▶ [Input data]
■ ■ ■ ■ ■ ■ ■
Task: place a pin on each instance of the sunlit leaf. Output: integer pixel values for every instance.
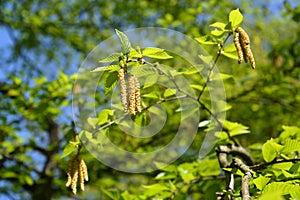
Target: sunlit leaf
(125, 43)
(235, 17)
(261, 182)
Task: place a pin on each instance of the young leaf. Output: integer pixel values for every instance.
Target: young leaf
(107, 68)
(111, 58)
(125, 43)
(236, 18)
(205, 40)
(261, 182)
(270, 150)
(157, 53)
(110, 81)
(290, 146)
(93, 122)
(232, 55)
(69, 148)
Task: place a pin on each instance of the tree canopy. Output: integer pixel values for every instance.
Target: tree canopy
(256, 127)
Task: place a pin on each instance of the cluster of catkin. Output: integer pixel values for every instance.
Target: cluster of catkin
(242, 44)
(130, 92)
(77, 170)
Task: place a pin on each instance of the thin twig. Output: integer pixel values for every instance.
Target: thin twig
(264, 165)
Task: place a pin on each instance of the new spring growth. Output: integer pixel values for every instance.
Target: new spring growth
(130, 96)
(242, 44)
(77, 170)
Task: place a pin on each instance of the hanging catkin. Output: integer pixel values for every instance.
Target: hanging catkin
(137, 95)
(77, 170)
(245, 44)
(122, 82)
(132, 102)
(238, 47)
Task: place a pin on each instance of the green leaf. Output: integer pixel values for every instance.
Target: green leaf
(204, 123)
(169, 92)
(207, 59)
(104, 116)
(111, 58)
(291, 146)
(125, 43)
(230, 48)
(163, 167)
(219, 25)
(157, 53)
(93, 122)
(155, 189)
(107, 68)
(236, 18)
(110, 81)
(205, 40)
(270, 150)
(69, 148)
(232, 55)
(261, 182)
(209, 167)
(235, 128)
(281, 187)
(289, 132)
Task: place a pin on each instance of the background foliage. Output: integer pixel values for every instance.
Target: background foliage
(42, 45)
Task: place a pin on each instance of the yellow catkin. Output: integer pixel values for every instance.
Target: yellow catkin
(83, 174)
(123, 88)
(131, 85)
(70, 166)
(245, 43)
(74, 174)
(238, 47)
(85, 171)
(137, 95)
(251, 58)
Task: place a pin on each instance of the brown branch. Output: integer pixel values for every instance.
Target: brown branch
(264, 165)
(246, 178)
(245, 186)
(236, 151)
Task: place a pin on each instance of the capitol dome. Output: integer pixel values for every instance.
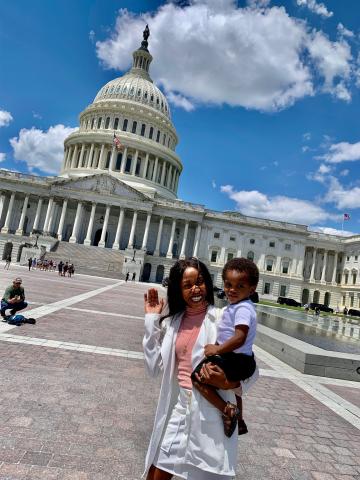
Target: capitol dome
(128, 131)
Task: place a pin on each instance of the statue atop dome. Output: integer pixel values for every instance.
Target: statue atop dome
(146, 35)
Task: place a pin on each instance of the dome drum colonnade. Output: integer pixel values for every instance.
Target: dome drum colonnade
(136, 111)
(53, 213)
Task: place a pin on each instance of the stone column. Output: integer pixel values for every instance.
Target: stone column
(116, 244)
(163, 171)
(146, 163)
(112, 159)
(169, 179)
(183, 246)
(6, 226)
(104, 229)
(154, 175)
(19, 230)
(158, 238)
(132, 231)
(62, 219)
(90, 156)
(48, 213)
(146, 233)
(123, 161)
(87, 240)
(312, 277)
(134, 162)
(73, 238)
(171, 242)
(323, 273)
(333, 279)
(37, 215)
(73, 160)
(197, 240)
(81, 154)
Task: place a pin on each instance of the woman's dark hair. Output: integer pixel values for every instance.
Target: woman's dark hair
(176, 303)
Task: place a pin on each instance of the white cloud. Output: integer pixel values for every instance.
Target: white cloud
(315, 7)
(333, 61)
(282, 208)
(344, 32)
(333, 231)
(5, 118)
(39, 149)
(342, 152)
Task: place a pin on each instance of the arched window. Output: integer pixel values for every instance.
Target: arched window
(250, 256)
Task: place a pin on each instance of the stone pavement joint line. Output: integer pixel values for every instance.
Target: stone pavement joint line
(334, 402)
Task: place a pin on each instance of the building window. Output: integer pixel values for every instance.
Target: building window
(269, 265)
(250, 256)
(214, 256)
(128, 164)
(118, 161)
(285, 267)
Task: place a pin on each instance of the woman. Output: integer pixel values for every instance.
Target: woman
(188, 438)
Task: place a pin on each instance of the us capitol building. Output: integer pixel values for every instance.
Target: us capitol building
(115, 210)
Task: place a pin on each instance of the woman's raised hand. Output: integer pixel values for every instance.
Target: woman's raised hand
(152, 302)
■ ■ ■ ■ ■ ■ ■
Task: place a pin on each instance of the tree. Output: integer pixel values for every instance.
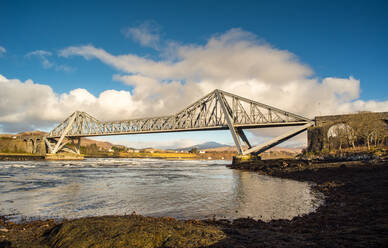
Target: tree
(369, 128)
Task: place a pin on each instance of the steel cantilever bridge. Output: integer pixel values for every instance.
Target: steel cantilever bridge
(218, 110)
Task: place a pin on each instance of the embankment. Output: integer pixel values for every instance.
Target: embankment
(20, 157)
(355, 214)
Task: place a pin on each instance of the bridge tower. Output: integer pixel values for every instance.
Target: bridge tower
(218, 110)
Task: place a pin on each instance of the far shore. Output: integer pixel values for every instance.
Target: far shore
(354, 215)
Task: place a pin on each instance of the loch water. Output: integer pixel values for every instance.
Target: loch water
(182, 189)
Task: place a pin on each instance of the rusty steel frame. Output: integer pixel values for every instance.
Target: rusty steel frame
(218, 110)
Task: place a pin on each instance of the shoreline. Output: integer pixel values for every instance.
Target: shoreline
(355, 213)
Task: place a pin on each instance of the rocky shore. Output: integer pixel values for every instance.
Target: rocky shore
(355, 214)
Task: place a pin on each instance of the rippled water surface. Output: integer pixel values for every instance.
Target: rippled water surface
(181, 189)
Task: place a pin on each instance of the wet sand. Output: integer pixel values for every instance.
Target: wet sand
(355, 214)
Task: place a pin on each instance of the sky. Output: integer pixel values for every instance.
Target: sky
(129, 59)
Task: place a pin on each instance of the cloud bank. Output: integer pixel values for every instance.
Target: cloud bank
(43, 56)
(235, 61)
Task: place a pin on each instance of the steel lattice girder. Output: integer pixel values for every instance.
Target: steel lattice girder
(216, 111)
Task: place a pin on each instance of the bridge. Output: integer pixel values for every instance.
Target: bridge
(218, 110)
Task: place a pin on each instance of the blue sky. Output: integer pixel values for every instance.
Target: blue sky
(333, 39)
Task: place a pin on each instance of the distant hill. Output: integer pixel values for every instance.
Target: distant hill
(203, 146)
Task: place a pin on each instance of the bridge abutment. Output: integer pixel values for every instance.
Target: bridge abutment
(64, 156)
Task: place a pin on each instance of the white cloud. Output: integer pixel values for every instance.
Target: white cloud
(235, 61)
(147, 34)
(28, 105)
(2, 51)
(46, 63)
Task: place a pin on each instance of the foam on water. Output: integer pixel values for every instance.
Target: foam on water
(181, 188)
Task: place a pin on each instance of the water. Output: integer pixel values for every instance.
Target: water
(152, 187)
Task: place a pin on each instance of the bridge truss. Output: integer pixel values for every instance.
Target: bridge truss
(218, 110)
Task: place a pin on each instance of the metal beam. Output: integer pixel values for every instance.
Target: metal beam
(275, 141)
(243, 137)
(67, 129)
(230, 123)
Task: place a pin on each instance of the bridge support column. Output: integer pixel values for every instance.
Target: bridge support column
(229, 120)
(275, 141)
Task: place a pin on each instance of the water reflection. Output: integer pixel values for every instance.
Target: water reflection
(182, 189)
■ ■ ■ ■ ■ ■ ■
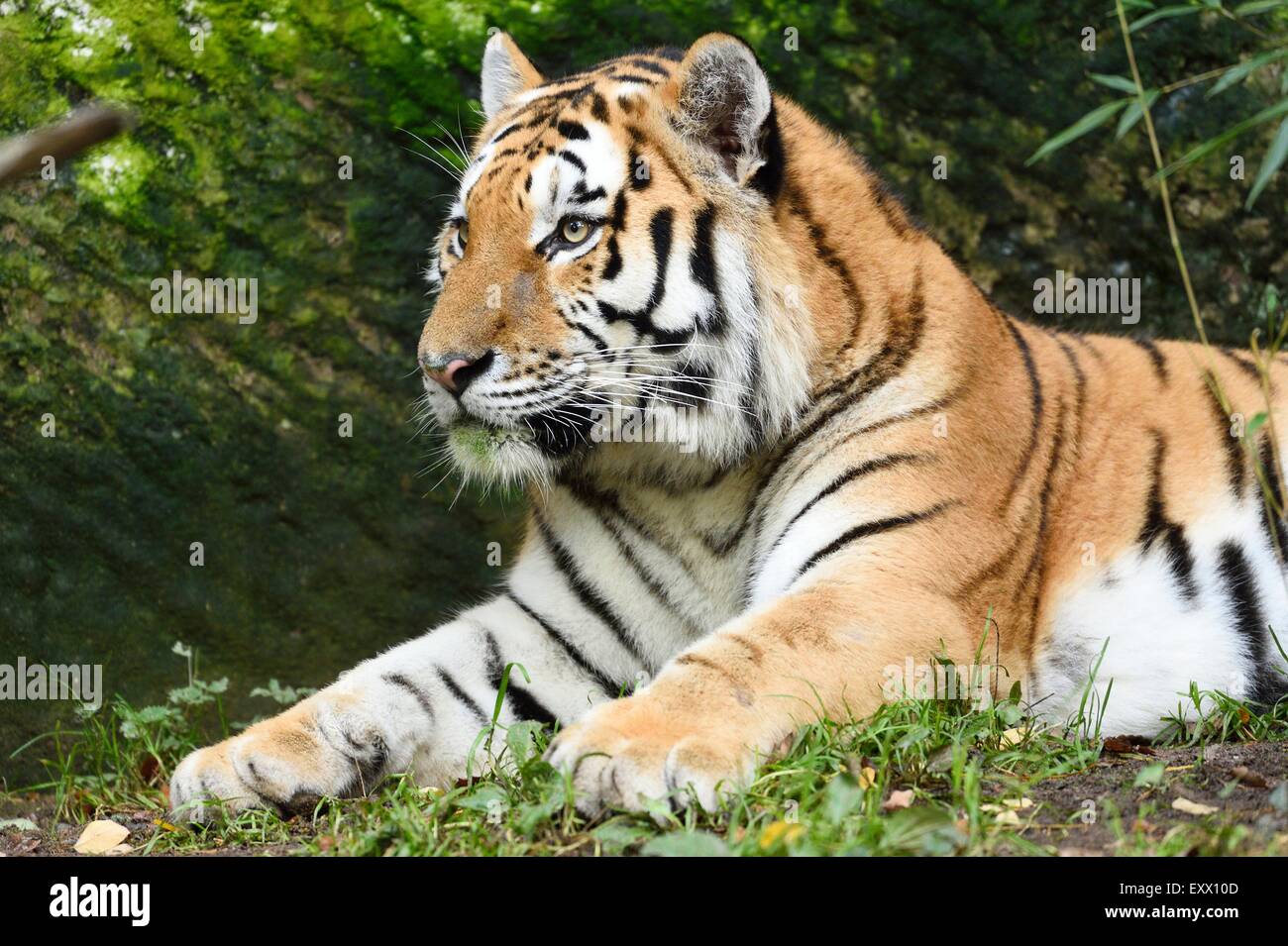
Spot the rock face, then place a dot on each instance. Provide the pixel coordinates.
■ ■ ■ ■ ■ ■ ■
▶ [What the task asks] Retype the portion of the data above that starts on the line with "Target: new spring growth" and finishes on the line with "Task: place a pin on each instance of the capitol", including both of those lines.

▶ [Exercise solution]
Target: new spring growth
(130, 96)
(242, 44)
(77, 170)
Task: place a pin on each instance of the hanging catkin. Output: integer pixel values for every instance.
Target: hanging catkin
(137, 95)
(77, 170)
(245, 44)
(122, 82)
(132, 102)
(238, 47)
Task: place a pin on each instance of the green leaf. Output: integer pixel values for every instance.
Target: green leaf
(204, 123)
(169, 92)
(207, 59)
(104, 116)
(111, 58)
(291, 146)
(125, 43)
(230, 48)
(163, 167)
(219, 25)
(157, 53)
(93, 122)
(155, 189)
(107, 68)
(236, 18)
(110, 81)
(205, 40)
(270, 150)
(69, 148)
(232, 55)
(261, 182)
(209, 167)
(235, 128)
(281, 187)
(289, 132)
Task: place a pin on each instance of the background foliage. Output: integer pixel values for every instance.
Target: background foliage
(42, 45)
Task: place a pin on each instance of the yellow catkin. Output: integer pixel values for every instance.
Target: yellow catkin
(83, 174)
(123, 88)
(131, 85)
(70, 166)
(245, 43)
(74, 174)
(238, 47)
(85, 171)
(137, 95)
(251, 58)
Task: place a pin on each instance of the brown branch. Output: integer pixel values for every instance.
Target: brown branch
(264, 165)
(246, 178)
(245, 186)
(236, 151)
Task: place a pin on each instance of the capitol dome. Output: integer pixel values for every instance.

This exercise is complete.